++++ 抜粋

増える“風呂キャンセル界隈”&湯船でのスマホで体が冷える?効率的な入浴法を医師に聞いた【今ドキお風呂事情】
CBCテレビ / 2025年1月11日 6時32分
去年から、SNSでも話題の“風呂キャンセル界隈”という言葉をご存じですか?理由は様々ですが、若者を中心に「湯船」はおろか、「シャワー」も浴びないというという人が増えているんです。
給湯機器などを販売するリンナイ(本社:名古屋市)が行った意識調査でも、3割の人が「その日のうちに風呂に入らずに寝ること」が「よくある(8%)」「たまにある(22%)」という結果に。中でも、男性が34%、女性が27%と男女でも差があるようです。
また、20代を中心に浴室内にスマホを持ち込んでいる人が多いという実態が。冬の入浴は冷え性の予防にもつながりますが、この“お風呂でスマホを触る”という行為が、逆に冷え性につながっている可能性も。
冬のお風呂は少し面倒くさいけど…冷え性だし…効率よく温まりたい!というわがままな悩みを改善すべく、リンナイとお風呂を医学的に研究している医師に聞いてみました。
そもそも“冷え性”の人ってどのくらい…?
リンナイは、全国47都道府県の2350人に入浴に関するアンケート調査を実施。その結果、「自身を冷え性だと思いますか?」という問いに対しては、これまでの傾向と異なる結果が得られたといいます。
「とてもそう思う」「ややそう思う」と答えた人は20代女性が68%、20代男性が41%と、一般的に筋肉量の少ない女性に多い冷え性が、若い男性の悩みにもなっているのです。
一般的に、手足から熱を出して体温を下げることで眠ることができますが、冷え性の場合、手足の血流が低下して冷えるため、熱を出すことができず、寝つきの悪さにつながります。
このことは、アンケート調査でも明らかで「冷えによってつらいと感じる症状は?」という問いの答えで一番多かったのが「眠れない(43%)」という結果になっています。
では、この冷え性を改善するためには、どういった対策が効果的なのか?このリンナイが行った調査を監修した東京都市大学人間科学部教授で、医師の早坂信哉先生によると、“冷え”に一番オススメなのは、やはり入浴だといいます。

++++++++
++++ 資料

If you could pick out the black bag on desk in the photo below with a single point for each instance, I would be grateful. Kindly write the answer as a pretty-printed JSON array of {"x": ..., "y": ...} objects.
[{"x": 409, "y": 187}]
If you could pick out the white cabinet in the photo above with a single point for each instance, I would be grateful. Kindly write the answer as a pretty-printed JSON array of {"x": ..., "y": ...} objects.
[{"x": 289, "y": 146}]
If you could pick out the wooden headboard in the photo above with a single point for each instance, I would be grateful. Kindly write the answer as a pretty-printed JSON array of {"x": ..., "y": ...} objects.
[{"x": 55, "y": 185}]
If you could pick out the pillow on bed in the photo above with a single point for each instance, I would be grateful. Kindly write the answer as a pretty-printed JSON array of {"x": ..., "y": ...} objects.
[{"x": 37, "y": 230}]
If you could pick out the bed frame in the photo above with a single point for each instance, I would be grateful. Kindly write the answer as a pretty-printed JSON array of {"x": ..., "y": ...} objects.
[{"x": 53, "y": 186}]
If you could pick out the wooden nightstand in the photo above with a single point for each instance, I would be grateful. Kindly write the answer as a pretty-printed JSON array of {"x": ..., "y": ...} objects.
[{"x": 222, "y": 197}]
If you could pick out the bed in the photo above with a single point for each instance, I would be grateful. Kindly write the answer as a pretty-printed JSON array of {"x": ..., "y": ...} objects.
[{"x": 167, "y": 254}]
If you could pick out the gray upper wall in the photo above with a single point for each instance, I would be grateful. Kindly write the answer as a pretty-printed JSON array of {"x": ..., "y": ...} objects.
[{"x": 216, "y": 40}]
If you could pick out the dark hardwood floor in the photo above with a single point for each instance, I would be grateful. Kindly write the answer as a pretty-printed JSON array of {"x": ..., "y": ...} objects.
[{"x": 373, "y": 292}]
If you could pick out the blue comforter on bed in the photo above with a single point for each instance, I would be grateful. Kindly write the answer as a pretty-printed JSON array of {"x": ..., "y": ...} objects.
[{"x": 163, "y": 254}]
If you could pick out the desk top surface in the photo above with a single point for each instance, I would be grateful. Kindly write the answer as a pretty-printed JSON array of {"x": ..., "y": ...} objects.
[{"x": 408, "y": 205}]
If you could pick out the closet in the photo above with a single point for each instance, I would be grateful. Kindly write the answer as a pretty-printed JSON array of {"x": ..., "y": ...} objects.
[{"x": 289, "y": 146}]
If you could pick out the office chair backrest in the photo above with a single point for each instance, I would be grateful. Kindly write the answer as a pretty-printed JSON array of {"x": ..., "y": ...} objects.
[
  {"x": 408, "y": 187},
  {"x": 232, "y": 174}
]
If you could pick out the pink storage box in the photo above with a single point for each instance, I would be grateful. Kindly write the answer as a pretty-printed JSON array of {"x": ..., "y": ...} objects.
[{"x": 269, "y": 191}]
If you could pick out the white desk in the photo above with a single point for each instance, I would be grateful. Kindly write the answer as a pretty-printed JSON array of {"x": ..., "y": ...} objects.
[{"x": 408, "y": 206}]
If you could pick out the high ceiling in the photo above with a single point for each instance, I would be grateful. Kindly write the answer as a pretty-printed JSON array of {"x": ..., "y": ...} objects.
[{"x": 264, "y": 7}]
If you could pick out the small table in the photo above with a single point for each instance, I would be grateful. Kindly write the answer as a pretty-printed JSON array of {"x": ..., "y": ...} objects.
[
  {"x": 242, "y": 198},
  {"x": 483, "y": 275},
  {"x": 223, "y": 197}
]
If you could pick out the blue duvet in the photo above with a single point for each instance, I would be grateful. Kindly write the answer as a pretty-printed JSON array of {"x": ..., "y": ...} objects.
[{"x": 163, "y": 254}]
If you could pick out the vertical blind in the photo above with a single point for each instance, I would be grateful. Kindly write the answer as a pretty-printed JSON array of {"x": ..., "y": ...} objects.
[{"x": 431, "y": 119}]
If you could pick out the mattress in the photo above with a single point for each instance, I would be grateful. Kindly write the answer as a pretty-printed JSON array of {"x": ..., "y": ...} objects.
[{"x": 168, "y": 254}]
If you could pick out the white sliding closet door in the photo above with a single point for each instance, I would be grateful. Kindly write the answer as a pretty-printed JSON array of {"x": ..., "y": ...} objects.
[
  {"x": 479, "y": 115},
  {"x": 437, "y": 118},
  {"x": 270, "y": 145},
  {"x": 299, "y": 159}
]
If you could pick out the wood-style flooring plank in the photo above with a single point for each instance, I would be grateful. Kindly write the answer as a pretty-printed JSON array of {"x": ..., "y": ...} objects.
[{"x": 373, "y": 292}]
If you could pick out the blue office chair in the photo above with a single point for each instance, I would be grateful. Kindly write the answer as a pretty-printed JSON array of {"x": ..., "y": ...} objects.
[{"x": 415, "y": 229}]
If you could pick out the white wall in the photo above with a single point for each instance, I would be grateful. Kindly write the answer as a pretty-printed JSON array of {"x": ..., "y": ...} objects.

++++++++

課題 1
入浴に関する記事によると、リンナイのアンケート調査は、どの範囲の何人を対象に実施されましたか。
課題 2
次の(a)〜(c)が入浴に関する記事の内容と合っているかどうかを判断し、それぞれ「はい」か「いいえ」で答えてください。判断の根拠となる記事中の語句も正確に引用してください。
(a) 自身を冷え性だと思う20代男性は41%であった。
(b) 「その日のうちに風呂に入らずに寝ること」がある人の割合は、女性のほうが男性より高い。
(c) 早坂信哉先生は、"冷え"に一番勧められる対策は運動であると述べている。
課題 3
入浴に関する記事の続きを、最後の文の後から書き進めてください。

回答 1
全国47都道府県の2350人です。

回答 2
(a) はい:「20代男性が41%」
(b) いいえ:「男性が34%、女性が27%」
(c) いいえ:「“冷え”に一番オススメなのは、やはり入浴だといいます」

回答 3
医師が勧める!“冷え対策”に効果的な入浴法3選
■湯船の温度は何℃がいい?時間は?
早坂先生によると、湯船に浸かる時間の目安は、10分間。温度は少しぬるく感じるかもしれませんが、40℃くらいがオススメとのこと。体温が0.5~1℃上がる程度が、お風呂を上がった後も体をあたたかく保てるようです。
また、長時間のお風呂に入るとのぼせることがありますが、この「のぼせ」というのは、熱中症と同じ症状です。脱水で、血圧も下がるため、湯船に浸かる時間は15分までにとどめましょう。お風呂に入る前は、水分補給も忘れずに。
■「湯船に3分間→冷えが気になる部分にシャワー」×「2、3回」
その他にも、体の冷えが気になる部分の“温冷交代浴”が効果的とのこと。まずは40℃のお風呂に3分間入った後、手先や足先などの冷える部分に30℃程度のシャワーを1分ほどあてます。その後また湯船に浸かるというのを2~3回繰り返すといいということです。
早坂先生によると、あたたかい湯船に入ると血管が拡張し、少し冷たいと感じる温度のシャワーを浴びると血管が収縮。血管がポンプのように伸び縮みすることで、血流の流れが改善するということです。
■入浴剤を入れるなら「炭酸系」のものを
炭酸ガスは皮膚から吸収されて血管を拡張させるため、血流の流れをよくします。これが冷え性の改善につながるといいます。
2種類あるヒートショック「山型」「谷型」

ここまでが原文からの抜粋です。